### SET EXERCISE A
Translate this sentence from the interview excerpt into Spanish: "It is the ancient conflict of art and power."

### EXCERPT PROVIDED
SR: He taught me not to believe in religion. That was interesting and he was completely without religious beliefs. But he had enormous scholarly interest, particularly in the history of Islam. What else did he teach me? Scepticism. He was a considerable intellectual in many ways. And he was not unlike many desi parents. He could be a real slave driver.

SG: Almost a quarter century has gone since that tamasha started over The Satanic Verses. Tell me, Salman, the sole purpose of 99.99 per cent having become so angry about the book without having read a line.

SR: 99 per cent of whom? I think the book has a lot of admirers. It has a lot of Muslim readers.

SG: How then do you explain this phenomenon?

SR: Because an enormous campaign was run against it. If you spend 20 years abusing something from the pulpit of every mosque in the world, you are going to create a certain climate.

SG: I am talking about mythology. How do mythologies get created?

SR: One of the reason why writers and people in power so often have conflicts is that politicians also are trying to make up the world, trying to present versions of reality, which they want us to buy and quite often, those versions are ridiculously untrue. It is part of the nature of power to make up a world to suit itself. And that’s sadly what happened to me. One of the ironies of our age is that you find the writers of fiction, which is supposed to be untrue, often being obliged to be the truth-teller because the people who are supposed to be telling you what it is, are lying to you. It is the ancient conflict of art and power. I just got caught up in one of those conflicts.

SG: First of all, for India to be the first country to ban it was a shame. That was a time India made many mistakes.

SR: I agree. It was very disappointing to me. I am trying to move beyond it. Twenty-five years is a long time. And I think to be able to be here today in a sort of completely ordinary way, to have the movie opening, which all kinds of people were saying nobody would let it be seen, it will be banned because it’s Salman Rushdie or whatever…but none of that happened.

SG: None of that will happen. Your first reviewer who reviewed your proof copy has now even blamed me for..

SR: Oh… it’s your fault?

SG: That I highlighted the reviewer or that I highlighted the Satanic Verses

SR: Usually, the default setting is… blame me.

SG: You are too big a guy to be blamed. Everyone wants to be a friend…

………………………..

SR: One of the things people think is that Midnight’s Children is a novel about India; it’s also a novel about Pakistan and it’s also a novel about Bangladesh. It’s a novel which really tries to be about the birth of not just one nation, but actually the birth of three nations. So in that sense, it’s a broad-spectrum book.

SG: And three nations have fascinatingly all followed different routes to nation building.

SR: In 1947, you could have said that these three places were variations of the same place. And they felt like that. As a child, because half my family was in Pakistan, I would travel to Karachi, Islamabad or Rawalpindi and it didn’t feel so different. But now, these three countries, as you say, are very different from each other.

SG: The more remarkable thing recently has been the path that Bangladesh has taken. It’s remarkable for a country like Bangladesh to declare itself a secular republic, for the army to support the idea, for a government to change through elections.

SR: Very impressive.

SG: What happened with Pakistan? Why are they the angriest Muslims in the world? They are not Palestinians, they are not Iraqis, they are not even Afghans.

### SET EXERCISE B
In the records, reproduce only the part that opens with the line containing "Thank you for the photo. Could you pin the clear" and closes with the line containing "Target: white flower". Replace "flower" with "blossom" and leave everything else unchanged.

### EXERCISE MATERIALS
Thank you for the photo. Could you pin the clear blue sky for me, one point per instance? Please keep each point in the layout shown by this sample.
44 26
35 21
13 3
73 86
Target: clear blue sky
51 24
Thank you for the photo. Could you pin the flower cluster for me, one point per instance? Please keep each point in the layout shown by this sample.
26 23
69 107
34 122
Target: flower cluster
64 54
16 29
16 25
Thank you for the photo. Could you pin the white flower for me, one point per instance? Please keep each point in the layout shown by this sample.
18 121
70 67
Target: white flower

* * *

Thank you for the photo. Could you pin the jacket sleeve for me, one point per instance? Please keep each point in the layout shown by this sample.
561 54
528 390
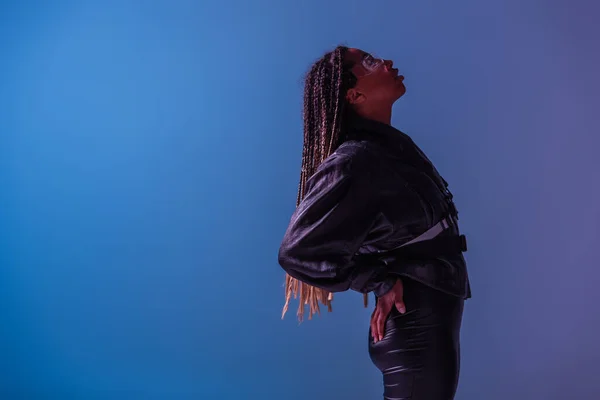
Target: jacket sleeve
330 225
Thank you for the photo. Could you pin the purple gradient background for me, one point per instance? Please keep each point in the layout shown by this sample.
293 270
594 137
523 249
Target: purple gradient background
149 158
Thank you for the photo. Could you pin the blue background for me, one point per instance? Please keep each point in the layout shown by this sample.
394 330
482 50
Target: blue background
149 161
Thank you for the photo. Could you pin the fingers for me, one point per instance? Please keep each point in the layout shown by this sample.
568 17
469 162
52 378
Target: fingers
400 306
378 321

* * *

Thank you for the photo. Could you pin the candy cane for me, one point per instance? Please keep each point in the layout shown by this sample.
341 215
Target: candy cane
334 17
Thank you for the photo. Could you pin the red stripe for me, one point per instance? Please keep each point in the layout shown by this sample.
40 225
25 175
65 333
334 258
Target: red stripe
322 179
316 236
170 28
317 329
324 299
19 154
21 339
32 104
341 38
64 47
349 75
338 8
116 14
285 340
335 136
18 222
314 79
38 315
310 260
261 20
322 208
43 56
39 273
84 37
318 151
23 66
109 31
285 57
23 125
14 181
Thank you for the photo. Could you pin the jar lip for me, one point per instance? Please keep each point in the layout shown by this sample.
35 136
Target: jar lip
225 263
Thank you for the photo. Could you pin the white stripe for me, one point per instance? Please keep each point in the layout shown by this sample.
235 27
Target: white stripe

### COMPLETE OUTPUT A
Es el antiguo conflicto entre el arte y el poder.

### COMPLETE OUTPUT B
Thank you for the photo. Could you pin the clear blue sky for me, one point per instance? Please keep each point in the layout shown by this sample.
44 26
35 21
13 3
73 86
Target: clear blue sky
51 24
Thank you for the photo. Could you pin the blossom cluster for me, one point per instance? Please keep each point in the layout shown by this sample.
26 23
69 107
34 122
Target: blossom cluster
64 54
16 29
16 25
Thank you for the photo. Could you pin the white blossom for me, one point per instance? Please keep each point in the layout shown by this sample.
18 121
70 67
Target: white blossom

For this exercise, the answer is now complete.